===== Quoted passage =====

Hickey: Putting a face on same-sex marriageWritten by Emily Hickey | | firstname.lastname@example.org
Same-sex marriage. We all have feelings about it, whether we are for it or against it. Politics aside, I want the Toledo community to put a face to same-sex marriage. I want the Toledo community to understand this is not just a fight for a law, this is a fight for me.
My American dream is to live a fulfilled life complete with a wife, children, a home, a career. A compilation of all the things I can be proud of when my life is over. I want to be married one day, yet my world is telling me I’m not worthy of being married.
My heart swells up with hope and confusion and disappointment and joy at all of the headlines today that speak of same-sex marriage.
I come from a strong and supportive family that has taught me the true meaning of what a family is meant to be. It’s meant to be an escape from the troubles of life, a place to run to when the times get tough. It’s meant to be a source of unconditional love that never wavers. It’s meant to be a model for society and to show just what greatness the feeling of love can create. My parents have taught me that a family can not be defined, it has to be felt.
Same-sex marriage. Take religion out of the fight and what do you have? You have a fight for love. You have a fight for what defines a family. A family should not be defined, it should be felt.
I want to be married because I want to share the rest of my life with one person like my parents have done.
I want to be married because I want my future children to have two parents who can equally protect them.
I want to be married so that my future wife will be legally and financially taken care of after I pass away.

=====

=== What needs to be done ===
Go on with the column on same-sex marriage, picking up after its final sentence. The material after this point was taken from a separate source.

===== Data listing =====

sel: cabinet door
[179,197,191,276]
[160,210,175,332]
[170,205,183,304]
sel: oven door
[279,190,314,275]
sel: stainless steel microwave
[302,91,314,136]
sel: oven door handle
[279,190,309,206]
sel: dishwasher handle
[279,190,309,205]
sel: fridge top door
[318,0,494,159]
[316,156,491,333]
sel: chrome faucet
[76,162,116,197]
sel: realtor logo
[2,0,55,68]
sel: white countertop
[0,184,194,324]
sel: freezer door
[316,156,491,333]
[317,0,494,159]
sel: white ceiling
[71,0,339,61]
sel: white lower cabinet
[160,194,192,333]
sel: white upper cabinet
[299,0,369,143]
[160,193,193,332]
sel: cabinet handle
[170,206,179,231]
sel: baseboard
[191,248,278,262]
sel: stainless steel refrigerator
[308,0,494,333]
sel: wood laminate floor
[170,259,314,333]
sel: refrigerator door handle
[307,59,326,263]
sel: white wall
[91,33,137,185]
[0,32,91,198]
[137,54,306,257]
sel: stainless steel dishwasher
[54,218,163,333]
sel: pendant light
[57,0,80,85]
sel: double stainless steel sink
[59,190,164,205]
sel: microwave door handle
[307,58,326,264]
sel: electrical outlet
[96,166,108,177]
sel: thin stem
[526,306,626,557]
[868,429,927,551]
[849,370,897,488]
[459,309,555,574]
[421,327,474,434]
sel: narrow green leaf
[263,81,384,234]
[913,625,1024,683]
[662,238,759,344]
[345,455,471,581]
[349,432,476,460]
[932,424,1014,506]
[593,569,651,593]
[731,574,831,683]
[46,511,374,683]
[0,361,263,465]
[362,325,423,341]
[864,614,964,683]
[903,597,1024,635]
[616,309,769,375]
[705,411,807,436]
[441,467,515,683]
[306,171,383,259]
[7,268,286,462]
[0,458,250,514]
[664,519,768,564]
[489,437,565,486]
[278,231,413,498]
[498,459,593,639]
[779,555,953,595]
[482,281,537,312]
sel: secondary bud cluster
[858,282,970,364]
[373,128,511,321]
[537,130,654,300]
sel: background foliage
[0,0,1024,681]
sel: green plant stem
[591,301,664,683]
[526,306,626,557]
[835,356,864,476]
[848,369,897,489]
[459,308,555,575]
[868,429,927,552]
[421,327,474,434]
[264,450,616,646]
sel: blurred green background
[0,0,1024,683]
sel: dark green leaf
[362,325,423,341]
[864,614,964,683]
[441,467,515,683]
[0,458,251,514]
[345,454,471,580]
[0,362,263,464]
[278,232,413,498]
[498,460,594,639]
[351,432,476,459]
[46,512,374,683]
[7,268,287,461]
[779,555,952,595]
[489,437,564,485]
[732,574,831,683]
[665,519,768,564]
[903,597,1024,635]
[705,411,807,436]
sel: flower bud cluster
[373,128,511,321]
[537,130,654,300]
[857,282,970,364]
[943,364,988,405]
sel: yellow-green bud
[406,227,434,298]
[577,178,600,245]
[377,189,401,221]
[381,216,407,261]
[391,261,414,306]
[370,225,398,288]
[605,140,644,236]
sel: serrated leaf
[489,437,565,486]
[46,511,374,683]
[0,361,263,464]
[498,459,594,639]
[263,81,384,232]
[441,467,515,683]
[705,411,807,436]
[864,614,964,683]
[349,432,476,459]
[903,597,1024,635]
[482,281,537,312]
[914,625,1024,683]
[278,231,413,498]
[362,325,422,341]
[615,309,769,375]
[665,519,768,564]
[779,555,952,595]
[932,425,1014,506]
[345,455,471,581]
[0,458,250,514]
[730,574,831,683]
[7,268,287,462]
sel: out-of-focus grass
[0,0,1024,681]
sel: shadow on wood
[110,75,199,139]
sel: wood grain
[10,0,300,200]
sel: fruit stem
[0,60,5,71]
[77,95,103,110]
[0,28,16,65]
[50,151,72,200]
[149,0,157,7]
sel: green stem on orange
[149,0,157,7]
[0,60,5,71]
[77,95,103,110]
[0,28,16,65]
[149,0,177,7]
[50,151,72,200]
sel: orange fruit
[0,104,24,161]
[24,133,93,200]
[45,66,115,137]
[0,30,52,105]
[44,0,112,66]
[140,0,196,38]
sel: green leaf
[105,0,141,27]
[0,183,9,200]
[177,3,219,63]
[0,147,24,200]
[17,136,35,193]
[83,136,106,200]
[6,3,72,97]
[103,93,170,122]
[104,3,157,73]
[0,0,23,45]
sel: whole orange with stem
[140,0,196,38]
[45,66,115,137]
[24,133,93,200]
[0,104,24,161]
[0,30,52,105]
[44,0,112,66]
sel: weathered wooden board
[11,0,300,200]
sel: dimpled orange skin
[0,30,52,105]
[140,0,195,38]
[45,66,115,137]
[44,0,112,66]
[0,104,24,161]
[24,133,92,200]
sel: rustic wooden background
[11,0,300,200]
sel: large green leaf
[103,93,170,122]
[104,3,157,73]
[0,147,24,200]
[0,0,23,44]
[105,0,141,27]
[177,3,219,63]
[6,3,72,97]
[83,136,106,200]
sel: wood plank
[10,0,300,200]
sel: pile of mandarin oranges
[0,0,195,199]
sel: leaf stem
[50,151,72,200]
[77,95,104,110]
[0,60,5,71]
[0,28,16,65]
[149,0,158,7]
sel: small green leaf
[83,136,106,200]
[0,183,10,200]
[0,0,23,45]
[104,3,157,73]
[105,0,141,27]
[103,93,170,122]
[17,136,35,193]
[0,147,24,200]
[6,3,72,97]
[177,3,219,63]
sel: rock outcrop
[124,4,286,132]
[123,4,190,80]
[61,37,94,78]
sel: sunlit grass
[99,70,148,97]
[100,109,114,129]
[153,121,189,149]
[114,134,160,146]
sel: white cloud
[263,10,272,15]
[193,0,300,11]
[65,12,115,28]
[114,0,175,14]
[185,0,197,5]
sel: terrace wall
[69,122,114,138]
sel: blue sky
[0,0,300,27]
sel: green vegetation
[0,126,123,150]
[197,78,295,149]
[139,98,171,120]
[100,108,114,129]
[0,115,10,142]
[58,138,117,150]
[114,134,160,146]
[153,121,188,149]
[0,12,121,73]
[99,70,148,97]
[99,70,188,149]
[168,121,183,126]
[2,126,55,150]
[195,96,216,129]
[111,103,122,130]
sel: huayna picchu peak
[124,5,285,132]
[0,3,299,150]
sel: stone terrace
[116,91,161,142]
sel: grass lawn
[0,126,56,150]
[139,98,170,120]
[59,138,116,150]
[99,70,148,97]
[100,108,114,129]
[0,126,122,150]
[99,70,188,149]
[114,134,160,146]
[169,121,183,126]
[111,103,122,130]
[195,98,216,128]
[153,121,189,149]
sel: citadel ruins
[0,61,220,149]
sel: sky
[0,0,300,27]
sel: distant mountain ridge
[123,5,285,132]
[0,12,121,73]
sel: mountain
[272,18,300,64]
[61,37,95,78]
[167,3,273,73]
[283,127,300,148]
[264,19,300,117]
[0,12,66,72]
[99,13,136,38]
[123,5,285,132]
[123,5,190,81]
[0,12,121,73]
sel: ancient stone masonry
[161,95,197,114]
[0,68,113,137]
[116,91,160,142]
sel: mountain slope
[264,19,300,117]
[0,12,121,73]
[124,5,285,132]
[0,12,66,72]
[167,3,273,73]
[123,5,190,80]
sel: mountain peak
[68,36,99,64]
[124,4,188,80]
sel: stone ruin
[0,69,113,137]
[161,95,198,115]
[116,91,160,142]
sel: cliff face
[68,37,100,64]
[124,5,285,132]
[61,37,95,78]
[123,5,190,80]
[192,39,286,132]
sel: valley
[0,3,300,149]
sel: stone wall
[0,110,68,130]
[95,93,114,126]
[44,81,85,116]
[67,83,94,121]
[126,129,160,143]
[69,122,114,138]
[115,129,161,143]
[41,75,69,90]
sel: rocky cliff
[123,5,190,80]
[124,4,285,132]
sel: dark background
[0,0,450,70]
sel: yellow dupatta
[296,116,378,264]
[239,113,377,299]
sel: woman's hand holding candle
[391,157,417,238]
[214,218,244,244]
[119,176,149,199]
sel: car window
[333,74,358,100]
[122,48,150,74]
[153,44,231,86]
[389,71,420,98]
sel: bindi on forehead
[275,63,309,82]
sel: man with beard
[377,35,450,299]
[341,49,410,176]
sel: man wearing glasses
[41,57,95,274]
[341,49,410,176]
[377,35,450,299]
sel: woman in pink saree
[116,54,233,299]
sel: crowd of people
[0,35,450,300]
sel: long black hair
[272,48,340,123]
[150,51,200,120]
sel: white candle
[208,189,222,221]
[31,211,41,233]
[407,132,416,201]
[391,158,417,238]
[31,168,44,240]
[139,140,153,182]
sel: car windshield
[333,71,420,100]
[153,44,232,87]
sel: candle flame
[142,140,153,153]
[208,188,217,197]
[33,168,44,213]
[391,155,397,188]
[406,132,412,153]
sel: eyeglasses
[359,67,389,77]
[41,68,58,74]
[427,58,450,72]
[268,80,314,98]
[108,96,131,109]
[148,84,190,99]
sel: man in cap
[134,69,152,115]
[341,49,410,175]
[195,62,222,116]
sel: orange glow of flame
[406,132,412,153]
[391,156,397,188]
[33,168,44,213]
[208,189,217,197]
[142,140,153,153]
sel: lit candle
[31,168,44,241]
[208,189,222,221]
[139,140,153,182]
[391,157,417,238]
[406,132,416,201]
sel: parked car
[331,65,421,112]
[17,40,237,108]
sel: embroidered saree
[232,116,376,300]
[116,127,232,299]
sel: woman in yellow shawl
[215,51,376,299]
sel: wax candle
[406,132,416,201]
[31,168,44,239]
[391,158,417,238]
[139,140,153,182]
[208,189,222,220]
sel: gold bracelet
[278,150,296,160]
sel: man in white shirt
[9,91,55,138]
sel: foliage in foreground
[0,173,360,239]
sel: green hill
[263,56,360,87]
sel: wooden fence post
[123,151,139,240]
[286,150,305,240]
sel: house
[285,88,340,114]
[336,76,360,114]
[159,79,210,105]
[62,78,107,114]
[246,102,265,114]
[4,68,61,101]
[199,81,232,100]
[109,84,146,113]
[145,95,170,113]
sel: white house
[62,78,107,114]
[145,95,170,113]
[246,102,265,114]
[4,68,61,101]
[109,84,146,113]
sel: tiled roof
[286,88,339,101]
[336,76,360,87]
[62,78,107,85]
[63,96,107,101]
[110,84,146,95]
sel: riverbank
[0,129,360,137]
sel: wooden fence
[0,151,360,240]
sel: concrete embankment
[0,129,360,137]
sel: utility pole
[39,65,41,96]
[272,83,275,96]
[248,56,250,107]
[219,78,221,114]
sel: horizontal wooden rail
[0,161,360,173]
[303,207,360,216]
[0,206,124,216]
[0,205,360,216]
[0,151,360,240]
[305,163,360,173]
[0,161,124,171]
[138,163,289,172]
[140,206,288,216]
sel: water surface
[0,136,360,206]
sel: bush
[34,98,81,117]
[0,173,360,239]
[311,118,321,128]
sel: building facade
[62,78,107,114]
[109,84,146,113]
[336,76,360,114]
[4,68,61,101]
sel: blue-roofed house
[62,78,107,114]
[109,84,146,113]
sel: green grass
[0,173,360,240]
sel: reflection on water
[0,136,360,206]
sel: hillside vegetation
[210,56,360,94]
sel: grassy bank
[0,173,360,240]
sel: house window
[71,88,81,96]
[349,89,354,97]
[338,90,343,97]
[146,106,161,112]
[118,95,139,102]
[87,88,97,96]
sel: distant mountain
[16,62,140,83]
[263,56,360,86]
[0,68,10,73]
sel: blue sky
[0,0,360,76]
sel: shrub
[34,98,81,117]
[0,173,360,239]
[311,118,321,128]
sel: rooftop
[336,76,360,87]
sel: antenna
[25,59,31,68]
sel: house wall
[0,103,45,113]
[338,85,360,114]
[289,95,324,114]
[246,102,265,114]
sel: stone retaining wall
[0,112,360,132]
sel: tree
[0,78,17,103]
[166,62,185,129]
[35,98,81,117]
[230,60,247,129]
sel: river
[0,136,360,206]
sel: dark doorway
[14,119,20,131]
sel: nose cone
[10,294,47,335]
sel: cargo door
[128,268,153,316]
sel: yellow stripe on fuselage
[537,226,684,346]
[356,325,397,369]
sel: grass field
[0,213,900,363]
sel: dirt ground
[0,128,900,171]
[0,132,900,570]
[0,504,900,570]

=====

=== Reply to the task ===
I want to be married so that the children I do have with my future wife are not taken away from her just because she is not legally recognized as their parent.
I want to be married so that my future wife can be provided the same benefits as me to ensure whatever life brings our way I can be confident she will be taken care of just as well I am.
I want to be married for me.
I want an equal whom I can love and gain support from.
I do not want to be married to ruin society.
I do not want to be married for any God.
It was not my choice to be a lesbian; therefore I do not see it as fair that someone is able to choose to take away a right that every heterosexual American has the luxury of registering for Monday through Friday from 8 a.m. until 5 p.m.
In the argument of choice, ask yourself this: Who would choose to be something that other countries would kill you for? Who would choose to be something that entire
religions condemn? Who
would choose to be something that people automatically hate you for?
There is no excuse for you as an American citizen to pretend that you don’t know any gay person, because through this column you are getting to know me.
Should you still be against my fight for my American dream, I would like you to look me in the eye and tell me exactly why I, Emily Hickey, am unworthy.
Take religion out of the fight and what do you have?
You have a girl named Emily Hickey who was born and raised in Toledo, Ohio who is fighting for a right that every heterosexual person has whether or not they have a desire to be married, whether or not they are religious and whether or not they have ever been in love.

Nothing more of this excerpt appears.